-- SET EXERCISE --
Output the line containing "Where can the cottonwood" and all subsequent lines of the listing below, copied exactly, with no other lines.

-- THE INPUT --
⟨

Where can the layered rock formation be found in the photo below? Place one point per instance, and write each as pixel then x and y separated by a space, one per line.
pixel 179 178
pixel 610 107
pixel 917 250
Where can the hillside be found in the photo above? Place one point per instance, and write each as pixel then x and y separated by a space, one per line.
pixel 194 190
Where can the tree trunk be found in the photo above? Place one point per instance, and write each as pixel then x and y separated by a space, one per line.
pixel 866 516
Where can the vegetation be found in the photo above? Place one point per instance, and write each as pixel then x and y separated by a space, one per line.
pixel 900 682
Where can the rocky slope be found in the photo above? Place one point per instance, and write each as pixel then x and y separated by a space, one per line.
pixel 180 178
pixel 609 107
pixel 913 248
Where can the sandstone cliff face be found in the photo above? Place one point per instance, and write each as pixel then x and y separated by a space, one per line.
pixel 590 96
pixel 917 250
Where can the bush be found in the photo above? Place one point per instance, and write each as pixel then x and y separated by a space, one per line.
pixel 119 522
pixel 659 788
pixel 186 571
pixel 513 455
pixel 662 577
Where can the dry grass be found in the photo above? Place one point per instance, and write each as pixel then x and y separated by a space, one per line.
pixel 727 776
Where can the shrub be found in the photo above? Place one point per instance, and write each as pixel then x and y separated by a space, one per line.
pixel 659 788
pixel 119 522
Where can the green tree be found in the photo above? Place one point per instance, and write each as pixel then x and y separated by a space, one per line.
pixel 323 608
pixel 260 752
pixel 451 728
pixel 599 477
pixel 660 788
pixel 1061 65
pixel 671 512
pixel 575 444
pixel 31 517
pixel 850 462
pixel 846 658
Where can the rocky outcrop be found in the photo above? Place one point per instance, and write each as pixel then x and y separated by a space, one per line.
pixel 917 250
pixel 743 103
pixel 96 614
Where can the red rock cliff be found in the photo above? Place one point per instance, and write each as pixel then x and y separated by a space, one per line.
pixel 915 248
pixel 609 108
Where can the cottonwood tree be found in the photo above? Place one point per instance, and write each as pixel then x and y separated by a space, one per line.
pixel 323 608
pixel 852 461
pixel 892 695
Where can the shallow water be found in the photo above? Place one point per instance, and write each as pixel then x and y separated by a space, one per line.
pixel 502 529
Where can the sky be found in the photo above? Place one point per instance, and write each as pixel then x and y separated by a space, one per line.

⟩

-- THE REPLY --
Where can the cottonwood tree be found in the photo above? Place one point per instance, and write each as pixel then x and y separated by a space, one per line.
pixel 323 608
pixel 852 461
pixel 892 695
Where can the shallow water be found in the photo above? Place one point per instance, and write each as pixel then x and y separated by a space, one per line.
pixel 502 529
Where can the sky be found in the photo above? Place one point per instance, and write each as pixel then x and y separated by a space, one per line.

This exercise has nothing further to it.